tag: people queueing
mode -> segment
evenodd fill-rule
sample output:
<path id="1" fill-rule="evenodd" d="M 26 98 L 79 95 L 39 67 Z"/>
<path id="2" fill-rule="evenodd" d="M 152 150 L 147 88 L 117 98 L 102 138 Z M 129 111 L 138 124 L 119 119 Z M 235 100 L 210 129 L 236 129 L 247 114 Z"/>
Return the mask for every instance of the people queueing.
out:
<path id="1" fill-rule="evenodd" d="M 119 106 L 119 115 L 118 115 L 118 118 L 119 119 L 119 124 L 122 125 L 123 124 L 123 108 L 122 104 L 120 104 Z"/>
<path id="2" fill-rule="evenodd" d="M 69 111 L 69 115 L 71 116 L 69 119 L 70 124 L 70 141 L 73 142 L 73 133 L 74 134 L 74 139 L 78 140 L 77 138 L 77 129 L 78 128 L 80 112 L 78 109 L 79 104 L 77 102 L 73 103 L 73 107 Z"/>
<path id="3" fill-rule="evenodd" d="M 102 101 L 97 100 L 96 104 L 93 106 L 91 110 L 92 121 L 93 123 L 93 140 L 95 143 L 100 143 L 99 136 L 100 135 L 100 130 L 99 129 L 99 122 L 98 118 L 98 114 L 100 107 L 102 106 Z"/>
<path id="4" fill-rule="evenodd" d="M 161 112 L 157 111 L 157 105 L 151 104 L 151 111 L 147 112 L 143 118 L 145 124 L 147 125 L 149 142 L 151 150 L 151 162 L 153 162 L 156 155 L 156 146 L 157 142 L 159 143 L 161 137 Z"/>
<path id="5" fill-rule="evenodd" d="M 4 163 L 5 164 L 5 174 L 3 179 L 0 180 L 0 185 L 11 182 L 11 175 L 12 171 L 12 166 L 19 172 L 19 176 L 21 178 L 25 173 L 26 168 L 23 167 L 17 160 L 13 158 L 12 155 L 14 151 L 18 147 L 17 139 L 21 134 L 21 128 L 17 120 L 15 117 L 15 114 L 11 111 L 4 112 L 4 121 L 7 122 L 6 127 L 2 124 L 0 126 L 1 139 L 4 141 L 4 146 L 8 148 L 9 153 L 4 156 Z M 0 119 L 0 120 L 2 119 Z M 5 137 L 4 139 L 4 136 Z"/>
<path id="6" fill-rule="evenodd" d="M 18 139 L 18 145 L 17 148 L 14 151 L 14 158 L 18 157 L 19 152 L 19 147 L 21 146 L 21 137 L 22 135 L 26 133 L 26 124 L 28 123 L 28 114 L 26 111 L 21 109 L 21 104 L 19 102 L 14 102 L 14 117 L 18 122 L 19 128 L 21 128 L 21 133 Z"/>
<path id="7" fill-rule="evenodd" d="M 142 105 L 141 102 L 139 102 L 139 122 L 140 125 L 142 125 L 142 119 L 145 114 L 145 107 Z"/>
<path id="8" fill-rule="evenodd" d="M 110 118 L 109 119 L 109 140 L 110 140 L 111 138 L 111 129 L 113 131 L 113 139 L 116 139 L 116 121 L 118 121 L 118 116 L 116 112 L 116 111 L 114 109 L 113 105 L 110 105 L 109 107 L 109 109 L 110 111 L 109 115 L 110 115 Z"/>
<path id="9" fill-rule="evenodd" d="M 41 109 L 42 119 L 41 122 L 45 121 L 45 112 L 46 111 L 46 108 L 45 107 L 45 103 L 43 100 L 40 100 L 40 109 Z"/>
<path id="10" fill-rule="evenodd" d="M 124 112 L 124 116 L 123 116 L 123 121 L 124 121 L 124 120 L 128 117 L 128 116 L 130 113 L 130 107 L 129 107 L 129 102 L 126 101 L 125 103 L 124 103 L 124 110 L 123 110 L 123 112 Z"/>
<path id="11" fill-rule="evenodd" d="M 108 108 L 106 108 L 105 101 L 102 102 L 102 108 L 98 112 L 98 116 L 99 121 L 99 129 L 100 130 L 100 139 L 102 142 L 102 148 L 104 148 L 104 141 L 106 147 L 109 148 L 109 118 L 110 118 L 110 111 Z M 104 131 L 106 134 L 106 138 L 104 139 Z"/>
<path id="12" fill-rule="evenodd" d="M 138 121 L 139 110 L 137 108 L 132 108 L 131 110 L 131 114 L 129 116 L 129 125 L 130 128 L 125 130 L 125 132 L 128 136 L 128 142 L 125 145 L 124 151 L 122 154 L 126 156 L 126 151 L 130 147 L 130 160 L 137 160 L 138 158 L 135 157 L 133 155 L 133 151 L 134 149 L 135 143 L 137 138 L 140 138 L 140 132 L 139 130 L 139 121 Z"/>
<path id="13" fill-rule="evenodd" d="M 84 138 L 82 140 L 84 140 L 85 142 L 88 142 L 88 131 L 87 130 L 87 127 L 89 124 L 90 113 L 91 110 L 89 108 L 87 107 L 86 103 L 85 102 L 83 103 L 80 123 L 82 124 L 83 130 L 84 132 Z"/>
········
Your objective:
Reproduce the entire listing above verbatim, keeping every line in its original order.

Answer for the task:
tag: people queueing
mode -> segment
evenodd fill-rule
sample output:
<path id="1" fill-rule="evenodd" d="M 26 98 L 79 95 L 39 67 Z"/>
<path id="2" fill-rule="evenodd" d="M 152 150 L 147 88 L 117 98 L 102 138 Z M 129 111 L 138 124 L 119 119 Z M 235 100 L 210 129 L 236 129 L 247 114 Z"/>
Return the mask for every instance of the people queueing.
out:
<path id="1" fill-rule="evenodd" d="M 119 106 L 119 115 L 118 115 L 118 118 L 119 119 L 119 124 L 122 125 L 123 124 L 123 108 L 122 104 L 120 104 Z"/>
<path id="2" fill-rule="evenodd" d="M 69 111 L 69 115 L 71 116 L 69 119 L 70 124 L 70 141 L 73 142 L 73 133 L 74 134 L 74 139 L 78 140 L 77 138 L 77 129 L 78 128 L 80 112 L 78 109 L 79 104 L 77 102 L 73 103 L 73 107 Z"/>
<path id="3" fill-rule="evenodd" d="M 102 101 L 97 100 L 96 104 L 93 106 L 91 110 L 92 121 L 93 123 L 93 140 L 95 143 L 100 143 L 99 136 L 100 135 L 100 130 L 99 129 L 99 122 L 98 118 L 98 114 L 100 107 L 102 106 Z"/>
<path id="4" fill-rule="evenodd" d="M 161 112 L 157 111 L 157 105 L 151 104 L 151 111 L 147 112 L 143 118 L 145 124 L 147 125 L 149 142 L 151 150 L 151 162 L 153 162 L 156 155 L 156 146 L 157 142 L 159 143 L 161 137 Z"/>
<path id="5" fill-rule="evenodd" d="M 4 163 L 5 164 L 5 174 L 3 179 L 0 180 L 0 185 L 11 182 L 11 175 L 12 171 L 12 166 L 19 172 L 19 176 L 21 178 L 25 173 L 26 168 L 23 167 L 17 160 L 13 158 L 12 155 L 14 151 L 18 147 L 17 139 L 21 134 L 21 128 L 17 120 L 15 117 L 15 114 L 11 111 L 4 112 L 4 121 L 7 122 L 6 127 L 2 124 L 0 126 L 1 139 L 4 141 L 4 146 L 8 148 L 9 153 L 4 156 Z M 0 119 L 0 120 L 2 119 Z M 5 137 L 4 139 L 4 136 Z"/>
<path id="6" fill-rule="evenodd" d="M 18 139 L 18 145 L 17 148 L 14 151 L 14 158 L 18 157 L 19 152 L 19 147 L 21 146 L 21 137 L 22 135 L 26 133 L 26 124 L 28 123 L 28 114 L 26 111 L 21 109 L 21 104 L 19 102 L 14 102 L 14 117 L 18 122 L 19 128 L 21 128 L 21 133 Z"/>
<path id="7" fill-rule="evenodd" d="M 142 105 L 141 102 L 139 102 L 139 122 L 140 125 L 142 125 L 142 119 L 145 114 L 145 107 Z"/>
<path id="8" fill-rule="evenodd" d="M 110 118 L 109 119 L 109 140 L 110 140 L 111 138 L 111 129 L 113 131 L 113 139 L 116 139 L 116 121 L 118 121 L 118 116 L 116 112 L 116 111 L 114 109 L 113 105 L 110 105 L 109 107 L 109 109 L 110 111 L 109 115 L 110 115 Z"/>
<path id="9" fill-rule="evenodd" d="M 41 109 L 42 119 L 41 122 L 45 121 L 45 112 L 46 111 L 46 108 L 45 107 L 45 103 L 43 100 L 40 100 L 40 109 Z"/>
<path id="10" fill-rule="evenodd" d="M 124 112 L 124 116 L 123 116 L 123 121 L 124 121 L 124 120 L 128 117 L 128 116 L 130 113 L 130 107 L 129 107 L 129 102 L 126 101 L 125 103 L 124 103 L 124 110 L 123 110 L 123 112 Z"/>
<path id="11" fill-rule="evenodd" d="M 108 108 L 106 108 L 105 101 L 102 102 L 102 108 L 98 112 L 98 116 L 99 121 L 99 129 L 100 130 L 100 139 L 102 142 L 102 148 L 104 148 L 104 141 L 106 147 L 109 148 L 109 118 L 110 118 L 110 111 Z M 104 131 L 106 134 L 106 138 L 104 139 Z"/>
<path id="12" fill-rule="evenodd" d="M 138 121 L 139 110 L 137 108 L 132 108 L 131 110 L 131 114 L 129 116 L 129 125 L 130 128 L 125 130 L 125 132 L 128 136 L 128 142 L 125 145 L 124 151 L 122 154 L 126 156 L 126 151 L 130 147 L 130 160 L 137 160 L 138 158 L 135 157 L 133 155 L 133 151 L 134 149 L 135 143 L 137 138 L 140 138 L 140 132 L 139 130 L 139 121 Z"/>
<path id="13" fill-rule="evenodd" d="M 84 138 L 82 140 L 84 140 L 85 142 L 88 142 L 88 131 L 87 130 L 87 127 L 89 124 L 90 113 L 91 110 L 89 108 L 87 107 L 86 103 L 85 102 L 83 103 L 80 123 L 82 124 L 83 130 L 84 132 Z"/>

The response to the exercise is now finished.